* _GIVEN PROBLEM_
Starting at the line that contains "Note for the class: annotate every instance of the sneakers", copy each line through the final one exactly as written.

* _DATA SHOWN_
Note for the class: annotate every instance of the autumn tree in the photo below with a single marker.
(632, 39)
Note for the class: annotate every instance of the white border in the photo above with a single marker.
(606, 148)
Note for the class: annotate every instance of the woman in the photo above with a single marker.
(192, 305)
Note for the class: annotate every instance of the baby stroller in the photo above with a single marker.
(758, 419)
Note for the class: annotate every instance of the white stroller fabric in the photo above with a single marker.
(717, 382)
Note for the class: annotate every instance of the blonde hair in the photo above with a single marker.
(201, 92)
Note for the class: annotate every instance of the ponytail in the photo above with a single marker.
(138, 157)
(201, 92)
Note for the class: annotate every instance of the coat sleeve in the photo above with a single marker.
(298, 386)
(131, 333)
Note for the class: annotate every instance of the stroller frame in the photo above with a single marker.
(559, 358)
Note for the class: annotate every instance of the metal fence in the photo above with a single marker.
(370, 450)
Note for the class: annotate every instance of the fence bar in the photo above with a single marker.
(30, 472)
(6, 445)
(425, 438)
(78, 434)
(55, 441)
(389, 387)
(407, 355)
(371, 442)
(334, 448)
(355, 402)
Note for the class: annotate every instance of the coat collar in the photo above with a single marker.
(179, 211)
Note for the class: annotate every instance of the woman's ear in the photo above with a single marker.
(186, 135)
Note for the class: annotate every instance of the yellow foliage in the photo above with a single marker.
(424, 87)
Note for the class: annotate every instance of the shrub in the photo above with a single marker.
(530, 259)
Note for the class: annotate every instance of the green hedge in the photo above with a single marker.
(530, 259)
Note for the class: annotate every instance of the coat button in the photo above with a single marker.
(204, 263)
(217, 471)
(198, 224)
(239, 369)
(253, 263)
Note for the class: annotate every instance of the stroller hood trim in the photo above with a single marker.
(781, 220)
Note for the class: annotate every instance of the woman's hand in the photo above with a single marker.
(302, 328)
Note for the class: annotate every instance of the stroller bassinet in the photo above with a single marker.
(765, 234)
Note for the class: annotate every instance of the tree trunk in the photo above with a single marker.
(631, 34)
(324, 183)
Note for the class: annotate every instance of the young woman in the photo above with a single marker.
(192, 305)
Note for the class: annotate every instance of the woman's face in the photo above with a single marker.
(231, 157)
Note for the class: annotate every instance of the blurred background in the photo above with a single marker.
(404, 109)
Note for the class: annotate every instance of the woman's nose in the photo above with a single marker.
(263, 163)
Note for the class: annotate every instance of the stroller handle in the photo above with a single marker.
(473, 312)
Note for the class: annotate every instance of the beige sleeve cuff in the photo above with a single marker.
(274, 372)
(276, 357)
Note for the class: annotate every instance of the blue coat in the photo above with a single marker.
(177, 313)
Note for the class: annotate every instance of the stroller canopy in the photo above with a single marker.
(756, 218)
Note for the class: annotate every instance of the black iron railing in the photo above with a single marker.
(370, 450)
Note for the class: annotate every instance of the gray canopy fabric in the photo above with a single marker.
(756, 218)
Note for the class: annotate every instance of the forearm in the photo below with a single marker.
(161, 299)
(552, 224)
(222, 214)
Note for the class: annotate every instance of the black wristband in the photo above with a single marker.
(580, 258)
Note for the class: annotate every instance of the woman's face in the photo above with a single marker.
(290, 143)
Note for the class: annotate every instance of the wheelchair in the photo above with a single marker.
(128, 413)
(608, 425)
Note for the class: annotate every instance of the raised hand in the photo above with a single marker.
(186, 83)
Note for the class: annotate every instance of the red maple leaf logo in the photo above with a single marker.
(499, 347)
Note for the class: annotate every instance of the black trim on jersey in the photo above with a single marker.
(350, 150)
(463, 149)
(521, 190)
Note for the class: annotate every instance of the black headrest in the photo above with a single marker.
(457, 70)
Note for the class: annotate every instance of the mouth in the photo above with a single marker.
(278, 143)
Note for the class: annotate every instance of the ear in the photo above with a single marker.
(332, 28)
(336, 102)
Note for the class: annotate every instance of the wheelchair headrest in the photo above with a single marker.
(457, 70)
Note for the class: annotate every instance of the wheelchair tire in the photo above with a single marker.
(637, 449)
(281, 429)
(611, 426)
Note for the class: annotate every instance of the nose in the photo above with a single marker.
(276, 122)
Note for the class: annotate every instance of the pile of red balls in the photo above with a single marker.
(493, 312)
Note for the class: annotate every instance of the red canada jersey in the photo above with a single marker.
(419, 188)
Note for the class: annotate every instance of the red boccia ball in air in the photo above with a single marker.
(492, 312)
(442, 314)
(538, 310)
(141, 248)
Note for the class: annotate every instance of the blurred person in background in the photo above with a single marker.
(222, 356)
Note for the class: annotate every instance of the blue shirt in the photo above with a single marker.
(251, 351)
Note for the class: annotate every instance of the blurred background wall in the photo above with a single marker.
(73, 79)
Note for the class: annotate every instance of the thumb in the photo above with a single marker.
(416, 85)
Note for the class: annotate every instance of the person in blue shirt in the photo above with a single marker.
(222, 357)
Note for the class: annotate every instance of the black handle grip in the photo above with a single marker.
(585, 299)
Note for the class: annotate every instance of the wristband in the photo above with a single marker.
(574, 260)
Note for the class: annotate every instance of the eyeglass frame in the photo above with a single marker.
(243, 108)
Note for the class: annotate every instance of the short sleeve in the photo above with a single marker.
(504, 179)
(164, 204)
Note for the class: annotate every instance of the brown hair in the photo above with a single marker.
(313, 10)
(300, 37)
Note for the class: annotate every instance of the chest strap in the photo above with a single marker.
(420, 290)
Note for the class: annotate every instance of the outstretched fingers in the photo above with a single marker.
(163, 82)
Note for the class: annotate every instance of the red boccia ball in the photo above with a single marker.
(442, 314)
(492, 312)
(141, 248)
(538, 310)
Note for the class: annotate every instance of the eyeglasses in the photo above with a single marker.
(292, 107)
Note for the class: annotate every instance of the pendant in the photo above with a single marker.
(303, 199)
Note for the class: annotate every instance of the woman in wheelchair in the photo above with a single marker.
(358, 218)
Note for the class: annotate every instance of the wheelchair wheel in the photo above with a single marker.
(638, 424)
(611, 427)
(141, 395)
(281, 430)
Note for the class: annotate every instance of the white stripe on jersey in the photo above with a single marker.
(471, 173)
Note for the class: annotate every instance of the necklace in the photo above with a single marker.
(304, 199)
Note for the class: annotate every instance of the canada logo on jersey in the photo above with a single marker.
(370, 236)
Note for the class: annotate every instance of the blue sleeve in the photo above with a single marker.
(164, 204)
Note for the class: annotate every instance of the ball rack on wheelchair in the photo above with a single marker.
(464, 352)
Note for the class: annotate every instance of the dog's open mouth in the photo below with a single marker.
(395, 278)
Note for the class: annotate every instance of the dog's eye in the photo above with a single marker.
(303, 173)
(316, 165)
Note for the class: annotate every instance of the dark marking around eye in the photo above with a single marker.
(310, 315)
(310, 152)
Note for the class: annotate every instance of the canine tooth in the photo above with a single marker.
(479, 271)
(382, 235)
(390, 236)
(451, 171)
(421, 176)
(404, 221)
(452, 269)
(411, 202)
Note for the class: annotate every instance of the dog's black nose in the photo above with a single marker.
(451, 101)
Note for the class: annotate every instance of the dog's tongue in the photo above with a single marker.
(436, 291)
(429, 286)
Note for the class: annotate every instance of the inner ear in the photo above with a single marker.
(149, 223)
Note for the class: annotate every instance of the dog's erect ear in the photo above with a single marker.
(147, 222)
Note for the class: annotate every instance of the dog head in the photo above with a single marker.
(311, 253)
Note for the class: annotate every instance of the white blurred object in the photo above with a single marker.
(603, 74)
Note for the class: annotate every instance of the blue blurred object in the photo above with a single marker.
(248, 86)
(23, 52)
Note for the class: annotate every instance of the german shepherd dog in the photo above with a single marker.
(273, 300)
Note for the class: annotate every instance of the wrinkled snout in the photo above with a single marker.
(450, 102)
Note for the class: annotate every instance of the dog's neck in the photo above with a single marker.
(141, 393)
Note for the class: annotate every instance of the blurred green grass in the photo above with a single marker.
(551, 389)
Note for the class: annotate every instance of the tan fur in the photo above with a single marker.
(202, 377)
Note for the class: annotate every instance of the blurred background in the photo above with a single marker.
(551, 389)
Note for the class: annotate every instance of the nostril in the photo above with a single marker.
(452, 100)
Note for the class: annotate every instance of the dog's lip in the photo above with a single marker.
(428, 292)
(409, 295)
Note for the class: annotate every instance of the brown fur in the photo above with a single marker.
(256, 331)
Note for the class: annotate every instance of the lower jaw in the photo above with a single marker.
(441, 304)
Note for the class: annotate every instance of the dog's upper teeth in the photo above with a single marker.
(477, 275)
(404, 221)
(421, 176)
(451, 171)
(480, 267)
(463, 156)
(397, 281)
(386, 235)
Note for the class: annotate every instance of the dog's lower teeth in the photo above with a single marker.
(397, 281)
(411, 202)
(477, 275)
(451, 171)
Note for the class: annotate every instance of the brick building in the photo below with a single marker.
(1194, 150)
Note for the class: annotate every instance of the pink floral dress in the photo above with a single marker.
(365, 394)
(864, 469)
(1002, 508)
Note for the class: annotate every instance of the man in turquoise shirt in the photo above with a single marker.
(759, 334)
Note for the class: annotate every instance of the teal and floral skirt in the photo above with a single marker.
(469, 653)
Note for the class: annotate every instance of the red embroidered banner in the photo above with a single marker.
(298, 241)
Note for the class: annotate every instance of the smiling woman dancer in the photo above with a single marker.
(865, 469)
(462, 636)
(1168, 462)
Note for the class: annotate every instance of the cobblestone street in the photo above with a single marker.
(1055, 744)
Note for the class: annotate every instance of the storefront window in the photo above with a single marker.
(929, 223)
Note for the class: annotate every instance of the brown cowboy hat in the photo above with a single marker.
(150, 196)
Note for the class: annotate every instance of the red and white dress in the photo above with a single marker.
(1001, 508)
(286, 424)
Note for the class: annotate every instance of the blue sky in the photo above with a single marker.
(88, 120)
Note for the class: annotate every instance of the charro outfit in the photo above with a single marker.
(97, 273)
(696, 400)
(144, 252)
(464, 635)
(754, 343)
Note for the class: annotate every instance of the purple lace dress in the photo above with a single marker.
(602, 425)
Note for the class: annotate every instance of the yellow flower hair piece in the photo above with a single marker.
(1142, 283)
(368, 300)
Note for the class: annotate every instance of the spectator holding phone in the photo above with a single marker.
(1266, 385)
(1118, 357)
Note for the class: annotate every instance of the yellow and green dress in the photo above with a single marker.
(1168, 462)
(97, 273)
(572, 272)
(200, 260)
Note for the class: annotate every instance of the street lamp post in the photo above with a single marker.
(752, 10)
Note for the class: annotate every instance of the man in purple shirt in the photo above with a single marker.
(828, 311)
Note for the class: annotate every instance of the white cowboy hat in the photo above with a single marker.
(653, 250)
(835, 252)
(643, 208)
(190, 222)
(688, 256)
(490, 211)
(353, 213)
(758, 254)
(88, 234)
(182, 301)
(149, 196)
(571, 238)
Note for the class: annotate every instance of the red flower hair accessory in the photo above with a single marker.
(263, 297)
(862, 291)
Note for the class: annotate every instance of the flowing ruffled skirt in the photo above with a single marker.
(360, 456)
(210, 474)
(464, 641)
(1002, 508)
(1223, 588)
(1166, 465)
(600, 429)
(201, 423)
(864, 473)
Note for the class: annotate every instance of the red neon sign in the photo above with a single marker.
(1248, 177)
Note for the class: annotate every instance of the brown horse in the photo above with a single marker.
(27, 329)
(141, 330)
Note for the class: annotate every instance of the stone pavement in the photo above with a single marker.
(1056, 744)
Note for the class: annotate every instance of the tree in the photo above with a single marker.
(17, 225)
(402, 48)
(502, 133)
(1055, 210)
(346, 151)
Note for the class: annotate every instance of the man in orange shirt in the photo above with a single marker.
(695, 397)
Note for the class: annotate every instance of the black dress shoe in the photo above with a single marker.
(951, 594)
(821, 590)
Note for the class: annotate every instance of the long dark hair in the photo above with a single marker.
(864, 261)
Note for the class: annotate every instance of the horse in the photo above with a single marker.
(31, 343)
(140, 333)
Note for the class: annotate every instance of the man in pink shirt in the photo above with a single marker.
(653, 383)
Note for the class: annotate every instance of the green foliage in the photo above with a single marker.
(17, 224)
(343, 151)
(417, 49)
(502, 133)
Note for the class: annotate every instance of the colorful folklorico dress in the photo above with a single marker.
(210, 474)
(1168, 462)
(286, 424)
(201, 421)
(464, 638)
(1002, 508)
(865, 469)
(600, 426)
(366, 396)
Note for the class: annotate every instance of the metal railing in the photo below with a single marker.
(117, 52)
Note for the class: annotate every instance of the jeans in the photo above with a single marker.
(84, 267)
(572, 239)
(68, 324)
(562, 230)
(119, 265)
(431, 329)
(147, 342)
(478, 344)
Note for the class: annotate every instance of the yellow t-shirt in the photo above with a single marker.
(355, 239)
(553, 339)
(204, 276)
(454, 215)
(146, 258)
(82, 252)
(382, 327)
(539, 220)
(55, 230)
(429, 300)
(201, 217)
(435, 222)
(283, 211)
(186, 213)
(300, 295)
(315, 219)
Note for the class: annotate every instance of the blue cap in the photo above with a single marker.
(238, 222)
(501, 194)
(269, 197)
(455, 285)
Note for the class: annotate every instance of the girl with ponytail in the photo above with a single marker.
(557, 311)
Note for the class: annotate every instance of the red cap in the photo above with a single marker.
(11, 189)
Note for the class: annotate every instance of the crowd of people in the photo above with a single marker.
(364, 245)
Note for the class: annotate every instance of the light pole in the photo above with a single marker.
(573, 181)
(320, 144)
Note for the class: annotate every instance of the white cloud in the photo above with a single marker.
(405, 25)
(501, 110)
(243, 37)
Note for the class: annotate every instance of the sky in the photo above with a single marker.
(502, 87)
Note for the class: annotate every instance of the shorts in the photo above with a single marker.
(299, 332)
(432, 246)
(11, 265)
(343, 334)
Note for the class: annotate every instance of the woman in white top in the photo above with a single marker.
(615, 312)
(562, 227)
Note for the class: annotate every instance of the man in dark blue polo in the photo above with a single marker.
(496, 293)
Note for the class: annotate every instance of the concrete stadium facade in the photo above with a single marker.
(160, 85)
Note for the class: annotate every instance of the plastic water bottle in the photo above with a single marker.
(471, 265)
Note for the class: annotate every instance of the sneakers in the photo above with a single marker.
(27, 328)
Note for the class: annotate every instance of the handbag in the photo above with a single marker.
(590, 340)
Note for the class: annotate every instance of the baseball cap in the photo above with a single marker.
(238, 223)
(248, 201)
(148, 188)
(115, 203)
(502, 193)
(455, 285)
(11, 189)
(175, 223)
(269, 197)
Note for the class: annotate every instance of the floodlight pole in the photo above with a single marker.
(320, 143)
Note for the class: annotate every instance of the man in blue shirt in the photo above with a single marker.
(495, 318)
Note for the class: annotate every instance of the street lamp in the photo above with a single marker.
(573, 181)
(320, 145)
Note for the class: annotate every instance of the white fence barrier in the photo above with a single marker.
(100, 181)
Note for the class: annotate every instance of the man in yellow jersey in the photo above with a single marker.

* _IN RESPONSE_
Note for the class: annotate every instance of the sneakers in the photo above with a single marker.
(27, 328)
Note for the class: annotate every instance of the handbag in the photo above with a single marker.
(590, 340)
Note for the class: annotate every instance of the baseball cap in the photo above with a single marker.
(238, 223)
(248, 201)
(148, 188)
(115, 203)
(502, 193)
(455, 285)
(11, 189)
(175, 223)
(269, 197)
Note for the class: annotate every instance of the floodlight pole in the photo above with a single marker.
(320, 143)
Note for the class: annotate every instance of the man in blue shirt in the photo above with a single marker.
(495, 318)
Note for the class: annotate every instance of the street lamp in the photo above with a single marker.
(573, 181)
(320, 145)
Note for the class: annotate every instance of the white fence barrier in the photo above with a single marker.
(100, 181)
Note for the class: annotate every instance of the man in yellow jersey in the photo above with a single marker.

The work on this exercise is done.